Presenta como lista numerada las líneas de los ítems de abajo, desde la línea que contiene "Drop one dot on each instance of the black pcr" hasta el final de los ítems, con ambos extremos incluidos. Omite las líneas en blanco.
·····
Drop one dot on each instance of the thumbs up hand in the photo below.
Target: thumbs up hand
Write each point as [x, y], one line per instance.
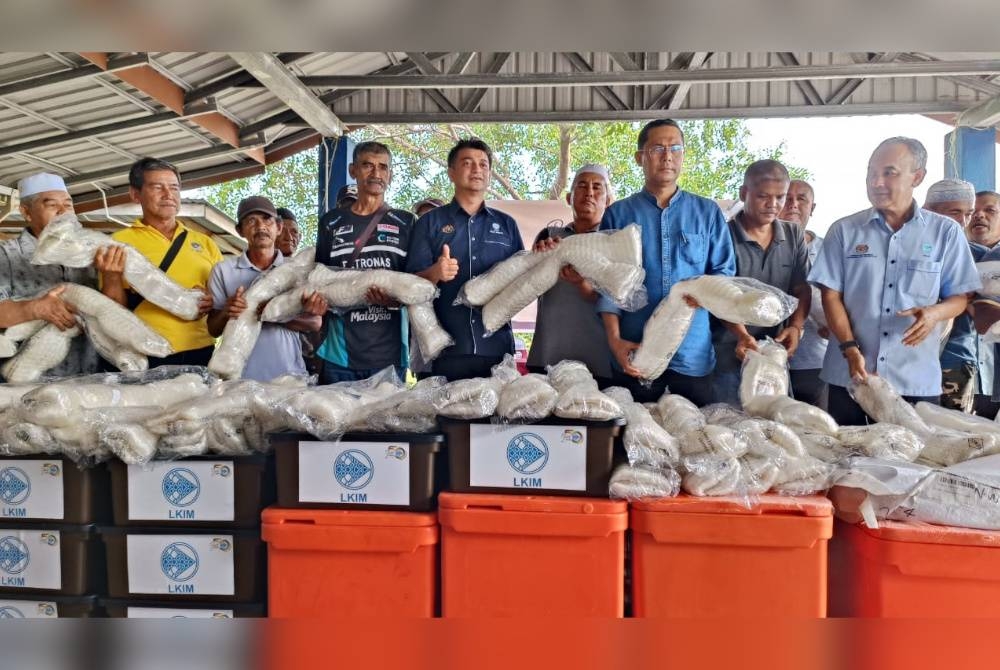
[446, 267]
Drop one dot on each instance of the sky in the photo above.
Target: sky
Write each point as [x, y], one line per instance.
[836, 151]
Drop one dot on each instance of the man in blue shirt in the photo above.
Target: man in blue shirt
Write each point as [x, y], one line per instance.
[890, 276]
[452, 244]
[683, 236]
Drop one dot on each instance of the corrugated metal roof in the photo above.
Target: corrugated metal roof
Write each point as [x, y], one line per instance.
[205, 112]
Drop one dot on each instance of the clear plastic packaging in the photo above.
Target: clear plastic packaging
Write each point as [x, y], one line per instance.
[880, 401]
[739, 299]
[42, 351]
[65, 242]
[527, 398]
[631, 482]
[765, 371]
[793, 413]
[882, 440]
[662, 335]
[431, 337]
[645, 441]
[117, 322]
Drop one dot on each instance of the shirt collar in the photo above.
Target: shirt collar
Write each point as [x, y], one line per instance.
[779, 230]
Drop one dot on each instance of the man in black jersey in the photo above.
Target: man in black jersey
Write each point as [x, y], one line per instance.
[365, 235]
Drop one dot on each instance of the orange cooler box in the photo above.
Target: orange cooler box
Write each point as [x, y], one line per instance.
[707, 557]
[914, 570]
[505, 556]
[349, 563]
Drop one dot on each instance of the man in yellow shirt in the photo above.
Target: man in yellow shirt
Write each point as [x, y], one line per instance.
[161, 238]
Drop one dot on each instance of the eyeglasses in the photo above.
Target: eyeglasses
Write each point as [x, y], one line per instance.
[658, 150]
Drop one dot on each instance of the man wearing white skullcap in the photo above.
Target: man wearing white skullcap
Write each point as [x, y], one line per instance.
[966, 361]
[29, 292]
[567, 326]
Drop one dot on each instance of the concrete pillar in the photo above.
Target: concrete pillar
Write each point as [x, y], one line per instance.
[334, 157]
[971, 154]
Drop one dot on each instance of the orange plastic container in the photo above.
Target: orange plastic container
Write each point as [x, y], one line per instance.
[708, 557]
[914, 570]
[505, 556]
[350, 563]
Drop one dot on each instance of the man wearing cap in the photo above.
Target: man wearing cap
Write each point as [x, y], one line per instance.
[29, 292]
[771, 251]
[288, 239]
[278, 350]
[184, 254]
[366, 235]
[890, 276]
[966, 363]
[805, 366]
[459, 241]
[567, 326]
[683, 236]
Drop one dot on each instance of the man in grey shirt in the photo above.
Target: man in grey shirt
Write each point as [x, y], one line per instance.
[29, 292]
[568, 326]
[278, 350]
[769, 250]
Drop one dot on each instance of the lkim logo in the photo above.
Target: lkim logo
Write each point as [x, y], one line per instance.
[181, 487]
[14, 555]
[179, 562]
[527, 453]
[353, 469]
[15, 486]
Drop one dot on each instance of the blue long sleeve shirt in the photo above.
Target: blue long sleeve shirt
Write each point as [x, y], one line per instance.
[686, 239]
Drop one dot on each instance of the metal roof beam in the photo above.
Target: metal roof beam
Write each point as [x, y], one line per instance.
[931, 107]
[234, 79]
[425, 66]
[62, 76]
[701, 76]
[289, 89]
[805, 86]
[170, 95]
[476, 96]
[288, 116]
[581, 65]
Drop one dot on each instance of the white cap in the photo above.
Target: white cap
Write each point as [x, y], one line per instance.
[39, 183]
[951, 190]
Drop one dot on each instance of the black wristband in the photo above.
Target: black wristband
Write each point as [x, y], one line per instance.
[850, 344]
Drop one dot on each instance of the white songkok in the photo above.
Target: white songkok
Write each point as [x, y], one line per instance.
[39, 183]
[951, 190]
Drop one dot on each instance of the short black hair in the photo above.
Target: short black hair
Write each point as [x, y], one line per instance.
[765, 169]
[658, 123]
[370, 147]
[136, 173]
[470, 143]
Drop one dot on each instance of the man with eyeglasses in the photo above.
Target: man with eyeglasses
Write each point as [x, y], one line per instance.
[683, 236]
[278, 350]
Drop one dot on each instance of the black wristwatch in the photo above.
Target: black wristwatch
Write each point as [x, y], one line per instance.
[850, 344]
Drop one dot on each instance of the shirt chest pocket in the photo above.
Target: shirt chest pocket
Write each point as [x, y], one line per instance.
[923, 280]
[692, 249]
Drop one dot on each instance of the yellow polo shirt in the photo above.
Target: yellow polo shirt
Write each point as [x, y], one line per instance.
[190, 269]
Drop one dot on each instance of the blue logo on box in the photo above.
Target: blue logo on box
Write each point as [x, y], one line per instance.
[14, 555]
[353, 469]
[15, 486]
[179, 562]
[181, 487]
[527, 453]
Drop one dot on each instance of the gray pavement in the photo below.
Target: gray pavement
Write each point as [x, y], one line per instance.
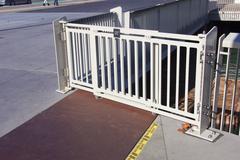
[28, 77]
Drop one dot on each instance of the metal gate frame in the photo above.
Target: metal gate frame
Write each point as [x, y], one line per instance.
[73, 35]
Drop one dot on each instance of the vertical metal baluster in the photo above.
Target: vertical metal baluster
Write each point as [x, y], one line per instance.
[186, 79]
[144, 70]
[152, 71]
[136, 69]
[225, 91]
[74, 55]
[234, 91]
[122, 66]
[168, 74]
[115, 65]
[80, 56]
[85, 56]
[109, 64]
[160, 75]
[129, 68]
[217, 81]
[177, 77]
[102, 63]
[156, 74]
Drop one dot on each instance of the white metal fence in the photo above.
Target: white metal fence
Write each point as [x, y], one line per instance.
[224, 10]
[147, 69]
[226, 93]
[168, 74]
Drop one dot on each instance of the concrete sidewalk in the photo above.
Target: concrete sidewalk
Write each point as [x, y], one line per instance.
[169, 144]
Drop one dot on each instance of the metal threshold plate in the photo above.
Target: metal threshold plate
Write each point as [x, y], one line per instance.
[208, 135]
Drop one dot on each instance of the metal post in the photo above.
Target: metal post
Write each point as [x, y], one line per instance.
[61, 54]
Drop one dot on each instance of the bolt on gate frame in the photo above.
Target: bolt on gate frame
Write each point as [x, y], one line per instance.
[109, 61]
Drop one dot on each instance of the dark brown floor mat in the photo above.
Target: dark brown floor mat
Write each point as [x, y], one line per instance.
[79, 127]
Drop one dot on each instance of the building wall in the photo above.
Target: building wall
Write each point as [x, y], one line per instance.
[183, 16]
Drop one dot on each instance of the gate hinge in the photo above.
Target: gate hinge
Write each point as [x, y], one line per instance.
[202, 54]
[63, 36]
[66, 72]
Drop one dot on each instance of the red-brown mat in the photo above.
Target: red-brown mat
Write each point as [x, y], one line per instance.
[79, 127]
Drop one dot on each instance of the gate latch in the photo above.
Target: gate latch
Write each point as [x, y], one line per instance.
[116, 33]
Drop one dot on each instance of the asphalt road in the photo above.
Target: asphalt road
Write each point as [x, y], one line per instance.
[104, 6]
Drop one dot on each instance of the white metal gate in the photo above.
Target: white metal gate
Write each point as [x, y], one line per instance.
[147, 69]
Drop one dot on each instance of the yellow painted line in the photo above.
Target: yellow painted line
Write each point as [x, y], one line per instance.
[142, 142]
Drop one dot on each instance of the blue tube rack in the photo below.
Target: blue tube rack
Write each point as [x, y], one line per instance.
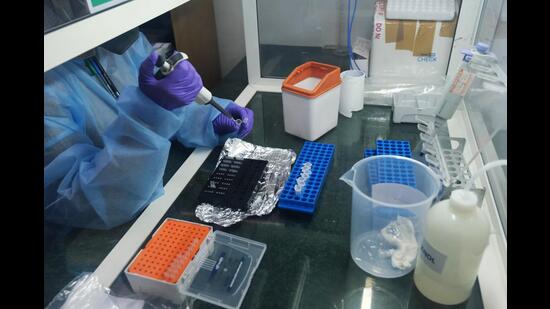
[391, 171]
[391, 147]
[320, 155]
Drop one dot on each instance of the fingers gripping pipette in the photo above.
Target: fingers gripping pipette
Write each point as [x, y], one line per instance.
[167, 65]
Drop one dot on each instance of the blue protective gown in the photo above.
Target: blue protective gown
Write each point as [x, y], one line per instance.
[104, 158]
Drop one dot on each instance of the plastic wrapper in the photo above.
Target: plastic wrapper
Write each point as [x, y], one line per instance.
[380, 91]
[265, 195]
[86, 292]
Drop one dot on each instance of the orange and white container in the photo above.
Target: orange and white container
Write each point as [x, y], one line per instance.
[311, 97]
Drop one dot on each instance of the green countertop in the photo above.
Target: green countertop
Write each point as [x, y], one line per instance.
[307, 263]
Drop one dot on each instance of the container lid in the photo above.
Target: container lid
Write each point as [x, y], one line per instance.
[325, 77]
[226, 272]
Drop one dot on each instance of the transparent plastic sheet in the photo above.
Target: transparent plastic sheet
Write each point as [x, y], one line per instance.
[85, 291]
[265, 195]
[380, 91]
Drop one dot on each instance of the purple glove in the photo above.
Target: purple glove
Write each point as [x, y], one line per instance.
[177, 89]
[223, 125]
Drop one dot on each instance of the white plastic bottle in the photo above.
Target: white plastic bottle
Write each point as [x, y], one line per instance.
[456, 233]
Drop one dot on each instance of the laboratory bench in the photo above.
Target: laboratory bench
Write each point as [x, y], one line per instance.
[307, 263]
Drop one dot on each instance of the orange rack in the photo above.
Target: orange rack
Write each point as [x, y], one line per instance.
[170, 250]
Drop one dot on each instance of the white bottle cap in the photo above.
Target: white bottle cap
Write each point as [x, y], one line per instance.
[463, 200]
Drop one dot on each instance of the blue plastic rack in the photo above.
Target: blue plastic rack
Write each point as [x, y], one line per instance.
[320, 156]
[391, 171]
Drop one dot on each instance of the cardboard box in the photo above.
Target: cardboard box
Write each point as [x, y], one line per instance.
[408, 48]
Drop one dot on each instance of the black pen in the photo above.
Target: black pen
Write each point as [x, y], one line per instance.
[106, 77]
[93, 69]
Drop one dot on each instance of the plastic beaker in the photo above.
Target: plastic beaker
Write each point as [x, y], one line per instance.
[391, 196]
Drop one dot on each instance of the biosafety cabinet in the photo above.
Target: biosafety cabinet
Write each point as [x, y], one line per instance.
[406, 48]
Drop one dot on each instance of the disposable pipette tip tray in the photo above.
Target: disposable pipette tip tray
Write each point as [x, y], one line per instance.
[392, 171]
[172, 247]
[320, 157]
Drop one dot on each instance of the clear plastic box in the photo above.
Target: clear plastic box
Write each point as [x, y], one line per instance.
[219, 273]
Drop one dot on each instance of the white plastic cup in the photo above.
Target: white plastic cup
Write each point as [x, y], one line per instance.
[352, 92]
[380, 196]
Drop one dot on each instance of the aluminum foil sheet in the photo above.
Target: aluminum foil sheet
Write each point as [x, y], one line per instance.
[265, 195]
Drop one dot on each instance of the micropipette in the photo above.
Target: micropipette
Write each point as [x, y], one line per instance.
[167, 65]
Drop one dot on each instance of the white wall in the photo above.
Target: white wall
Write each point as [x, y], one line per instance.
[229, 28]
[311, 22]
[500, 42]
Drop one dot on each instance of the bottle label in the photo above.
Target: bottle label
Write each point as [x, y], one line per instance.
[433, 258]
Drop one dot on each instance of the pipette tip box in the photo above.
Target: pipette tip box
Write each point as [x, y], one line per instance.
[183, 258]
[320, 155]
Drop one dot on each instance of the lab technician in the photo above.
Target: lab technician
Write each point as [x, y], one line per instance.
[104, 157]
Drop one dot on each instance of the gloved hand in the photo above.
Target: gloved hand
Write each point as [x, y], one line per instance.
[177, 89]
[223, 125]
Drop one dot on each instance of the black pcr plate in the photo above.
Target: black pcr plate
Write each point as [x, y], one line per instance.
[232, 183]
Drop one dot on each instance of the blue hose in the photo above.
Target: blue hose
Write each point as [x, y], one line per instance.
[350, 27]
·····
(Respuesta del ejercicio)
1. Drop one dot on each instance of the black pcr plate in the photo above.
2. Target: black pcr plate
3. Write each point as [x, y], one line per instance.
4. [232, 183]
5. Drop one dot on each instance of the blue hose in the photo above.
6. Target: blue hose
7. Write each point as [x, y], one line per instance.
8. [350, 27]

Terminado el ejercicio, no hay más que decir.